▶ Text segment

Freeze injury to wheat heads can be both the most obvious and most difficult damage to assess. If severe, damaged portions of the seed head look bleached or have small and withered spikelets. In less pronounced cases, heads turn light green or appear water-soaked. In certain cases, only portions of the seed head are injured (Fig. 13).
Individual wheat heads flower over the course of 2 to 4 days. Florets in the center of the head flower first and flowering proceeds towards the top and bottom of the head. Wheat is most susceptible to freeze injury during flowering. The anthers, or male portion of the flower, are particularly sensitive and can be damaged with temperatures as high as 32°F. Damaged anthers can become twisted, shrivelled, and discolored within 48 hours after a freeze. When the anthers are damaged, the pollen is sterilized and cannot fertilize the female portion of the flower to produce seed. Because wheat is self-pollinated, the chance of pollination from another undamaged floret, even on the same head, is unlikely.
When young, anthers appear green and turgid (Fig. 14), eventually turning yellow (Fig. 15) as the pollen matures. Pollen is then released and deposited on the stigma, which eventually fertilizes the egg inside the ovary at the base of the stigma. After fertilization, the seed begins to form and extends from the bottom upwards (Fig. 16).
Once the ovary (lower end) swells to 2 to 3 mm long, assume that fertilization has occurred and the seed is growing. After fertilization, healthy anthers often are expelled from the floret, indicating a successful pollination (Fig. 17). Anthers can cling to the outside of the spike when normal fertilization has occurred. Freeze-damaged anthers are not expelled from the floret because the damage from the freeze prevents the turgor that causes them to “spring” out when the floret opens during the normal pollination process.
Anthers naturally turn white and dry out after shedding mature pollen. This can mimic the symptoms of freeze-damaged anthers so it may become difficult to determine whether anthers became sterile before or after pollination. Confirmation comes from later observations of seed development.
Once the seed begins to develop (visually observable in 2 to 3 days after pollination), it generally takes another 5 to 7 days to reach maximum length. During this time, any freeze injury to the developing embryo may terminate kernel development. Injury may become obvious after a few days when damaged kernels fail to develop and begin to shrivel and discolor, while unaffected kernels continue to elongate (Fig. 18). Even if a freeze does not kill the seed, it may reduce its test weight or germination.
Partially developed seed at these growth stages may be a combination of gray, green, or even blue and have a rubbery, pliable feel even though they appear plump. Though they don’t look normal, these seeds generally develop normally.

▶ Activity 1
Rewrite the paragraph of the wheat freeze text that begins "Once the ovary (lower end) swells" as a short bulleted list that keeps its main facts.
▶ Activity 2
Carry on the wheat freeze text with a new paragraph that follows its final sentence.
The items are separate material, unconnected to the wheat freeze text.

▶ Data supplied

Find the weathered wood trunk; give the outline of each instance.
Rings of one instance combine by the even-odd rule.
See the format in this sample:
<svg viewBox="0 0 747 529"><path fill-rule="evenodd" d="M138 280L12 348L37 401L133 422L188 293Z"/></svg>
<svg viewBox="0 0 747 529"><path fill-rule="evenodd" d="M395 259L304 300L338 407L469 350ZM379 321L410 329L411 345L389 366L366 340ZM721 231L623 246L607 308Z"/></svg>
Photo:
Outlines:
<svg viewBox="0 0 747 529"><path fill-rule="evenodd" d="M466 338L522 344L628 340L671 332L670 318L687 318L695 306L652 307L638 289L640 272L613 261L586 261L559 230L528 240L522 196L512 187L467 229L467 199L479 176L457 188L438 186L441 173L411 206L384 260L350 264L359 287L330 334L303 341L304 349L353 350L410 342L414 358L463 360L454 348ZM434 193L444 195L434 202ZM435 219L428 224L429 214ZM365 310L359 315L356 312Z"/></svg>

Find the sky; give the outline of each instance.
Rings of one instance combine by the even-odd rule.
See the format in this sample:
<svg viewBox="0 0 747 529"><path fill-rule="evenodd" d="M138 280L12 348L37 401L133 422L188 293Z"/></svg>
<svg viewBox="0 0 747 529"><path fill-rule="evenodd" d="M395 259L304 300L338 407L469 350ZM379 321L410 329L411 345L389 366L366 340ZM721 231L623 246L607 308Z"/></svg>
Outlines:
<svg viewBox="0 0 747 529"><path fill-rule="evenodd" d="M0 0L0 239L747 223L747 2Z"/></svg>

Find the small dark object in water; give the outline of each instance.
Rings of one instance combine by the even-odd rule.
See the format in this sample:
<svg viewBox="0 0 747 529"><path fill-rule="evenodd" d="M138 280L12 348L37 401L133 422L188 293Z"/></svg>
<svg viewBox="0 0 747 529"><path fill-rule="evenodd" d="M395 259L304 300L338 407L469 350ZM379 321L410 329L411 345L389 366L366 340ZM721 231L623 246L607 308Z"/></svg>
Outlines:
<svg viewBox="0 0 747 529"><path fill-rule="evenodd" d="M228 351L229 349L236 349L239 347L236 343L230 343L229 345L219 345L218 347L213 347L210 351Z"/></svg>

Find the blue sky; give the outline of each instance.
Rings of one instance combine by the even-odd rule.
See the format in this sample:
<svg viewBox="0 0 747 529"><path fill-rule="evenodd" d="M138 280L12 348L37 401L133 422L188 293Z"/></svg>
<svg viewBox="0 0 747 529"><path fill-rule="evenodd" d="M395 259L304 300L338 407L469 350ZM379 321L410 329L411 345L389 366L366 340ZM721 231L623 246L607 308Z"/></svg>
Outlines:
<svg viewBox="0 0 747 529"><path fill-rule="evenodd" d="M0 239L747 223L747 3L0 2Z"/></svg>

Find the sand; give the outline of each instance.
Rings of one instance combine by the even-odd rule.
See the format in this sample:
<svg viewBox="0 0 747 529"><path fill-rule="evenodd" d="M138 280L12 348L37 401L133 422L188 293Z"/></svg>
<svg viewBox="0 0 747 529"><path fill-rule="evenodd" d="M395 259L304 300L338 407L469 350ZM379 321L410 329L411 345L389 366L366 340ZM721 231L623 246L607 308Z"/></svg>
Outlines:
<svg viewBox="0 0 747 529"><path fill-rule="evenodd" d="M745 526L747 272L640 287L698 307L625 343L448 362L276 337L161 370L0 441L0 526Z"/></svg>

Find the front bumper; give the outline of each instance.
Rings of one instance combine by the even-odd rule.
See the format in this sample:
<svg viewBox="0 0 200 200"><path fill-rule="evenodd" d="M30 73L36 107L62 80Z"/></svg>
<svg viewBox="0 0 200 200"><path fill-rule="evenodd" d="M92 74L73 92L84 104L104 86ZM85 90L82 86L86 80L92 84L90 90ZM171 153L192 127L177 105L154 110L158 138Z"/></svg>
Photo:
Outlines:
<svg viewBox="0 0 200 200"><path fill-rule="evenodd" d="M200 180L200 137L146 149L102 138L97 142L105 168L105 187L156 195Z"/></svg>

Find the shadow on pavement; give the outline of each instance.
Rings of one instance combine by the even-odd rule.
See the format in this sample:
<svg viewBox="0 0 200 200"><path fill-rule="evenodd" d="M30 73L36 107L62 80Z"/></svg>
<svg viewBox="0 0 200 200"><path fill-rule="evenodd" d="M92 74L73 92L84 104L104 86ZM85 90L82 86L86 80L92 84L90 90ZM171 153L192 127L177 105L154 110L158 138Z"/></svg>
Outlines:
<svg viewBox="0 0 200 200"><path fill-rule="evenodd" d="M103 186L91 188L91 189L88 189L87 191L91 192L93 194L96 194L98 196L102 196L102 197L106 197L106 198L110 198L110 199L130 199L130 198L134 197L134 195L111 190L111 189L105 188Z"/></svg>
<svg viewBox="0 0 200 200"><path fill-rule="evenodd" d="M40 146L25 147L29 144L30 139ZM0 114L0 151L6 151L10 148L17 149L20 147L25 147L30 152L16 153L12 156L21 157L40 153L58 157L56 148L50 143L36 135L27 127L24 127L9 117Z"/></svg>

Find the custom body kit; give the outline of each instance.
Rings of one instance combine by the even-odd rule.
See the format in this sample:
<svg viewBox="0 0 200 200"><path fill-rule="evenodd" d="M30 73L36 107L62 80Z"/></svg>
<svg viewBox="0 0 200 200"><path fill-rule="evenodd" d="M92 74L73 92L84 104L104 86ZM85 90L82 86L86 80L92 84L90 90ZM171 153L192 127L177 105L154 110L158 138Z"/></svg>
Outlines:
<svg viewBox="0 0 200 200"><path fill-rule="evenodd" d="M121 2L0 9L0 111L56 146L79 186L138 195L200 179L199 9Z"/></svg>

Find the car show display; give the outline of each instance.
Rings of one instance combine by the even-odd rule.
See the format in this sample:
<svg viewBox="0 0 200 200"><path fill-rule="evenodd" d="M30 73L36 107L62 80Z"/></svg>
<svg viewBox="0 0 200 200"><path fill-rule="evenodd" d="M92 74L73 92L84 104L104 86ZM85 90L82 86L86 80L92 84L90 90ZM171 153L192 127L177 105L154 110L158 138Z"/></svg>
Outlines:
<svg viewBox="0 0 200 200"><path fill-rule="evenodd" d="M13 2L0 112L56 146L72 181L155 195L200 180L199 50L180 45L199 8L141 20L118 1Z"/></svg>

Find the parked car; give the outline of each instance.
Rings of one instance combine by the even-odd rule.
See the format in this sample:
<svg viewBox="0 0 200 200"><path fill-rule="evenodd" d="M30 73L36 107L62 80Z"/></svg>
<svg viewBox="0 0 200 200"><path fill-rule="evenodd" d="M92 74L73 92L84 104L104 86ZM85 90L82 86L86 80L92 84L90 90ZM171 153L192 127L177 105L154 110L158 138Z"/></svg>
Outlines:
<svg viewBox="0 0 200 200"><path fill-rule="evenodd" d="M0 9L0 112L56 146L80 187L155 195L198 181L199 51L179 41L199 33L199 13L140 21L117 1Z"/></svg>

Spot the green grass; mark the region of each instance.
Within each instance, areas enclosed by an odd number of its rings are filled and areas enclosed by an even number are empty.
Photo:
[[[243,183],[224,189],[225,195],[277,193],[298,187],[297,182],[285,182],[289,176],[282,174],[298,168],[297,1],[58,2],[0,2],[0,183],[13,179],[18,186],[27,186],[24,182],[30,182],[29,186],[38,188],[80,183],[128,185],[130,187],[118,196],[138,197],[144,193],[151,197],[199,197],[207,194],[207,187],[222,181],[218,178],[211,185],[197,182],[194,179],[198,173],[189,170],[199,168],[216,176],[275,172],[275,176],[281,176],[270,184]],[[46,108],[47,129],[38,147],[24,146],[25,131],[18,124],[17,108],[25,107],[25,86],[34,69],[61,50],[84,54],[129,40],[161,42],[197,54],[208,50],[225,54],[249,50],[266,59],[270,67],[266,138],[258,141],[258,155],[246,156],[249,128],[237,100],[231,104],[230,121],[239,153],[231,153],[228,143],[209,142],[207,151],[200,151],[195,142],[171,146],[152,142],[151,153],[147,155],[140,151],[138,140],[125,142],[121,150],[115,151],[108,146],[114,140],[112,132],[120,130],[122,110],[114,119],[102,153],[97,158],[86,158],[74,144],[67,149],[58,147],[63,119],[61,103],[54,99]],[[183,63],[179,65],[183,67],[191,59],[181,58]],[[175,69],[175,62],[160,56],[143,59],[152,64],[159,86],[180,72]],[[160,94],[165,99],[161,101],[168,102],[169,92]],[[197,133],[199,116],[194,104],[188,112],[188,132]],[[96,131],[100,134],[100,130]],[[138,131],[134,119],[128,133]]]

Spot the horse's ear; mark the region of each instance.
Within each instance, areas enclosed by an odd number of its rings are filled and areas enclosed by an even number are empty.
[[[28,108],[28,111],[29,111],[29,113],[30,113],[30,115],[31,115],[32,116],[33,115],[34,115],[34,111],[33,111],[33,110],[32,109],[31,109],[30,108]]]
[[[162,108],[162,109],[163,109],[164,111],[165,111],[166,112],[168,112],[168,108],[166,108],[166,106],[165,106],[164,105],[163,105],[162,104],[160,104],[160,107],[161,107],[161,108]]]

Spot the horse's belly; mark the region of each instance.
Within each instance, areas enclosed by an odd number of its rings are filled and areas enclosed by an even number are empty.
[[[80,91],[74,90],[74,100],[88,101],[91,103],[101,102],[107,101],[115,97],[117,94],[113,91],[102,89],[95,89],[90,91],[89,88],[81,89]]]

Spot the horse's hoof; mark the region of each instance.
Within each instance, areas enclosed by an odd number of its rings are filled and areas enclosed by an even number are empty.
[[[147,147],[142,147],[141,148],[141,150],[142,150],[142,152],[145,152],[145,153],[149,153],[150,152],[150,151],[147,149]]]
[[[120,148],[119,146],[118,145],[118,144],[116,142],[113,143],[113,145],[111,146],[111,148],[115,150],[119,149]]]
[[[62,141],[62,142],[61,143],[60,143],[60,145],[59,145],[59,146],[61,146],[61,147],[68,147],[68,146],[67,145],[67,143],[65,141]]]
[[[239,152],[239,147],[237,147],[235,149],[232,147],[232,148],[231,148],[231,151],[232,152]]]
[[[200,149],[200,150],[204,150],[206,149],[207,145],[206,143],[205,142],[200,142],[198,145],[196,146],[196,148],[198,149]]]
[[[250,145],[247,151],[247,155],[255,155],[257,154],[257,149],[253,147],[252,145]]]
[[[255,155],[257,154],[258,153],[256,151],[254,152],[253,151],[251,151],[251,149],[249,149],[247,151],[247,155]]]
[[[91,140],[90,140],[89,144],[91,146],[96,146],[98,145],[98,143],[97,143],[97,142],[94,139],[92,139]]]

---

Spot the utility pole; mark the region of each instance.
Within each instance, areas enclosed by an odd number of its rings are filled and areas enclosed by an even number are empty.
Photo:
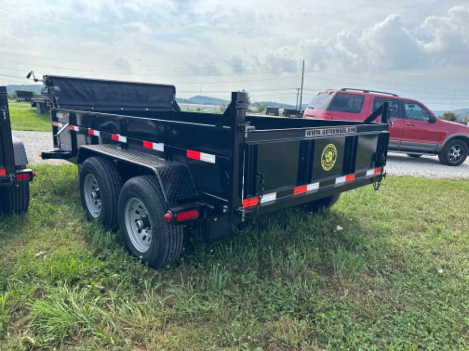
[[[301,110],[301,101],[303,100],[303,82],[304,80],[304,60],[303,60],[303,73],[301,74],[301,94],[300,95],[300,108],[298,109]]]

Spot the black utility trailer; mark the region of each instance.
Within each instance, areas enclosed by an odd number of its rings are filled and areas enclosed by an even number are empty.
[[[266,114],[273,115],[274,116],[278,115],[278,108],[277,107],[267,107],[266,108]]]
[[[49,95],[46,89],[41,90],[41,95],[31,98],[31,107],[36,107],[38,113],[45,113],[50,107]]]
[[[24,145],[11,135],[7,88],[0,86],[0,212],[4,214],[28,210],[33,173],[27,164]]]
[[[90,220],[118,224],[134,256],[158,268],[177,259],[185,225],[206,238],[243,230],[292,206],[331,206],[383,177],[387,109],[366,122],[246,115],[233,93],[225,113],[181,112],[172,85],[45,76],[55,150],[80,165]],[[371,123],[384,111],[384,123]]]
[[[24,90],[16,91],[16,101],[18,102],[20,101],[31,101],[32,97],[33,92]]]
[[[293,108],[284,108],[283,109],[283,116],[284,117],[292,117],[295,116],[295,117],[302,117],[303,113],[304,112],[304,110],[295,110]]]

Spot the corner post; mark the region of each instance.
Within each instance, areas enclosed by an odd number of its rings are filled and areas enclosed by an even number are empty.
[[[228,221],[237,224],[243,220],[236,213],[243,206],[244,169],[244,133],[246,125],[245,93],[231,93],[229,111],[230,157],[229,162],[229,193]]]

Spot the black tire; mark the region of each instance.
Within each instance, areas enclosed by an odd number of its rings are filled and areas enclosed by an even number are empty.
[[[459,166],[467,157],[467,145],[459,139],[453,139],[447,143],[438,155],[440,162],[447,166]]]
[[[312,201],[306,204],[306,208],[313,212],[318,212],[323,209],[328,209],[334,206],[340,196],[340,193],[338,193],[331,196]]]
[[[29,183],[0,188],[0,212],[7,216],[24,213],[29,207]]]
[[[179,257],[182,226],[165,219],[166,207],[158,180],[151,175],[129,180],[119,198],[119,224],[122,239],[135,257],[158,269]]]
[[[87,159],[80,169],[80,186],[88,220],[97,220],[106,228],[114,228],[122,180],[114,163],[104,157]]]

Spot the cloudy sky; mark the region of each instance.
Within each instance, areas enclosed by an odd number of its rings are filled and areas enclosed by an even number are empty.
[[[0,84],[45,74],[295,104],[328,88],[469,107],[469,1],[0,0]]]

--

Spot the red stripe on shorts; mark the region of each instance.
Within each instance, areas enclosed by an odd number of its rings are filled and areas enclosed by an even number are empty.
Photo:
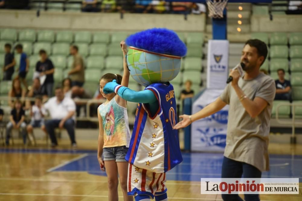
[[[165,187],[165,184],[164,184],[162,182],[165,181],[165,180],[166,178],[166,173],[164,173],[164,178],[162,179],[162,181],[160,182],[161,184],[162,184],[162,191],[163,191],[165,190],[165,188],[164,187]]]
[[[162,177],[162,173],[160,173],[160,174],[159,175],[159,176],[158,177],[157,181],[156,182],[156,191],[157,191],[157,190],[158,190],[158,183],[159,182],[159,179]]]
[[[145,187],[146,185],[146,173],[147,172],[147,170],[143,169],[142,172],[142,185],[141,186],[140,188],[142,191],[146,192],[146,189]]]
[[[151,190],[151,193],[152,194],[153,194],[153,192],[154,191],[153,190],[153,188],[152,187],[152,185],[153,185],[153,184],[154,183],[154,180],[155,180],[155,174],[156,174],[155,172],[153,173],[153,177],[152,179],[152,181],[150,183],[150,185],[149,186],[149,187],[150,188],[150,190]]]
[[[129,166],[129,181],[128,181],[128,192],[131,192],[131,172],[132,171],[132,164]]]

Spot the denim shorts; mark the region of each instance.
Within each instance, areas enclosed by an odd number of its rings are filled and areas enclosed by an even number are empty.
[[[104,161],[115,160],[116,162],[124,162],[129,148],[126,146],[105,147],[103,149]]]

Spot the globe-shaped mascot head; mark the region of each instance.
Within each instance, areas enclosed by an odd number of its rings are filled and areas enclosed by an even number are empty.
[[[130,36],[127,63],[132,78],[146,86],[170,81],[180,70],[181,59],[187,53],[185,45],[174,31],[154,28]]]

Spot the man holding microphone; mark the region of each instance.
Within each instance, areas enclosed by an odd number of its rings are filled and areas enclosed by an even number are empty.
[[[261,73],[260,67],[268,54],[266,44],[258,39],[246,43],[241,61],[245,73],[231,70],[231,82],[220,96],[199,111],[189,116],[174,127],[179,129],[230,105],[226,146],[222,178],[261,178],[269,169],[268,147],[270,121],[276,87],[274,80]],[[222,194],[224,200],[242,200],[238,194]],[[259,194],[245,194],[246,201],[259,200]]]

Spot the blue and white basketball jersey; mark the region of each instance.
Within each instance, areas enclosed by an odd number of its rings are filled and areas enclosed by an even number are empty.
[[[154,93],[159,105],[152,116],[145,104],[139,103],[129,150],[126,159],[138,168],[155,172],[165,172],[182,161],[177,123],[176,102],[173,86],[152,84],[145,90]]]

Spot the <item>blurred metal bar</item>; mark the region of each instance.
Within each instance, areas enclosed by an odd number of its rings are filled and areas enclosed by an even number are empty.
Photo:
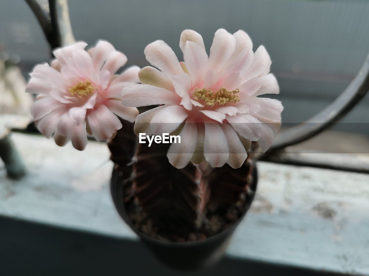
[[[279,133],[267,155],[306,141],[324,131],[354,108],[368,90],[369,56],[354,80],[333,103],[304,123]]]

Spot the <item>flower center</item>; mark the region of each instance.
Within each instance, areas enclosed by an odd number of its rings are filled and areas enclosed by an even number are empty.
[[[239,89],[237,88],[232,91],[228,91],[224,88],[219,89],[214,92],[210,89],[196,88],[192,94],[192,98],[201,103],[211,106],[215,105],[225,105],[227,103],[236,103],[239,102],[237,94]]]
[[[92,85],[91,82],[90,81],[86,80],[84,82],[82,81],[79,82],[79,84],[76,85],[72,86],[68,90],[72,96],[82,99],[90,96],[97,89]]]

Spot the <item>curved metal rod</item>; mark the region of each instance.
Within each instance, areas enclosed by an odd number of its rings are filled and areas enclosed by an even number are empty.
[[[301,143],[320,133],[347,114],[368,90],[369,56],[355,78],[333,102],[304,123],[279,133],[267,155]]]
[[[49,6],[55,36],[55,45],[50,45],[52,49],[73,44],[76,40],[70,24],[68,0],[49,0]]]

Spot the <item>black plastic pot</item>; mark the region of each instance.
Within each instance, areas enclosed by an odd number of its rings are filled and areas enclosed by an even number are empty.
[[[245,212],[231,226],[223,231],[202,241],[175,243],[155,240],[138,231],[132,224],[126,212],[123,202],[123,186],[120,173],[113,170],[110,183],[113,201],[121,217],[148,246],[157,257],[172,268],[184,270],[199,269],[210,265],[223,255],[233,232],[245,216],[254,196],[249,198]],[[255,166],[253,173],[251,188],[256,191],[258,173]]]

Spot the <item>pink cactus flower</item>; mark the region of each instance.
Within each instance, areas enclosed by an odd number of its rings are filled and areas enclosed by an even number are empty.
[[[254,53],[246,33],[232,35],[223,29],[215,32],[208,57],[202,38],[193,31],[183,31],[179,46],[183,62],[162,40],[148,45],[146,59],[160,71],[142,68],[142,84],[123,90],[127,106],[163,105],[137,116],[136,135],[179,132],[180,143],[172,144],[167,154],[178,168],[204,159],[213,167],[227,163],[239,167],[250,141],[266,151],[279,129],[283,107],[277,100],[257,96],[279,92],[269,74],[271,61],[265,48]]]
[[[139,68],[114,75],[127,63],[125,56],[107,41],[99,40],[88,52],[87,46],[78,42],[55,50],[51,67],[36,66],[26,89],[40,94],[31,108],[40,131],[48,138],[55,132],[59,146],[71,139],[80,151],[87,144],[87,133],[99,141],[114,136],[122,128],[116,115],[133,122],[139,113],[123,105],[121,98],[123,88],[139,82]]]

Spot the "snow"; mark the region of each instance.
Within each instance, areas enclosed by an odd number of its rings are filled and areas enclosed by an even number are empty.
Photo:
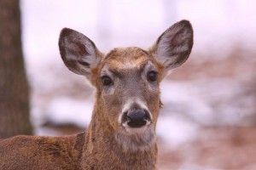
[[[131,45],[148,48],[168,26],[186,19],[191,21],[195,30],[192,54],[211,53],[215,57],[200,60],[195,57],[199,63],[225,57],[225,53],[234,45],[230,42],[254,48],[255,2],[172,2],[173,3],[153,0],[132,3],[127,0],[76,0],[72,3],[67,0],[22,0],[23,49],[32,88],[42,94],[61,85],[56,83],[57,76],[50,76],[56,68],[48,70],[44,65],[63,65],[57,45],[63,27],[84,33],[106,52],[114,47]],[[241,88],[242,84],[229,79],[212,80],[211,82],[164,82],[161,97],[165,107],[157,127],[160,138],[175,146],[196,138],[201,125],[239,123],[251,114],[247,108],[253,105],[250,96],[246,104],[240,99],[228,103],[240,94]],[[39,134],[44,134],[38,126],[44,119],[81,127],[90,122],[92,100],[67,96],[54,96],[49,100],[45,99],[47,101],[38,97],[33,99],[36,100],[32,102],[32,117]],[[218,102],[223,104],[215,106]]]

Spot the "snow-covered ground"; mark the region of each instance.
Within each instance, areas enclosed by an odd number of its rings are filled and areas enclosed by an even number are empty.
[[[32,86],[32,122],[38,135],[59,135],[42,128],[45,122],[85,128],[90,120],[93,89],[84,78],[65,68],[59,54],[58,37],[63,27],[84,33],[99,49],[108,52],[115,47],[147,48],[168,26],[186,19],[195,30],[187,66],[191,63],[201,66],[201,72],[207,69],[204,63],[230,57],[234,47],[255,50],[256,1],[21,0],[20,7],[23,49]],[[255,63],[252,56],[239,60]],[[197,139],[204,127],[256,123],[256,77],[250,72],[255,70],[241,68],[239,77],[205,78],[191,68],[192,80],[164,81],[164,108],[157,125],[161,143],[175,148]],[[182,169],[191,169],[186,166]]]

▶ Response area 1
- When the ovary (lower end) reaches 2 to 3 mm long, fertilization can be assumed and the seed is growing.
- After fertilization, healthy anthers are often expelled from the floret, showing successful pollination, and may cling to the outside of the spike.
- Freeze-damaged anthers stay inside the floret. The freeze prevents the turgor that makes them spring out when the floret opens during normal pollination.

▶ Response area 2
After 2 weeks, the seed should be in the milk stage and, over the course of 2 more weeks, goes through the soft dough and hard dough stages.
During the milk stage, kernels should be plump and light green. In the soft dough stage, kernels should be filled with a white, viscous liquid. Injured seeds contain a clear, watery substance and turn gray. Freeze damage during the milk stage can produce small, shrivelled seed with poor test weight and low percent germination (Fig. 19).
Seeds that have reached the hard dough stage are nearly full weight. In central Texas, this typically occurs in mid-May. Regions of the High Plains may not reach hard dough until early to mid-June. At this point, the seed is almost fully developed, the water content is lower, and the potential for freeze injury is low.
Results from freeze damage in seed at the soft or hard dough stage are similar to seed in the milk stage, though typically less severe. Impacts can include reduced test weight, shrivelled seed, and decreased germination. Decreased seed germination is more of a concern at this stage because the embryo contains more water than the endosperm and is more susceptible to freeze injury.
Estimating Yield Loss
It is important to distinguish between percent freeze injury and percent yield loss (potential) because one is rarely equal to the other. Estimate freeze injury by the number of heads and/or tillers impacted. For a rough estimate of initial damage, use a simple sampling regime of the field.
- Start by picking two opposing areas of the field (the highest and lowest points) and collect all stems within a 1 to 2 foot section of row at each location. Do not include very small tillers, which are likely to have minimal impact on grain yield.
- Count the number of damaged stems and/ or dead growing points in each sample. If the plants are past boot stage, consider the number of heads damaged and the percent of damage on each head.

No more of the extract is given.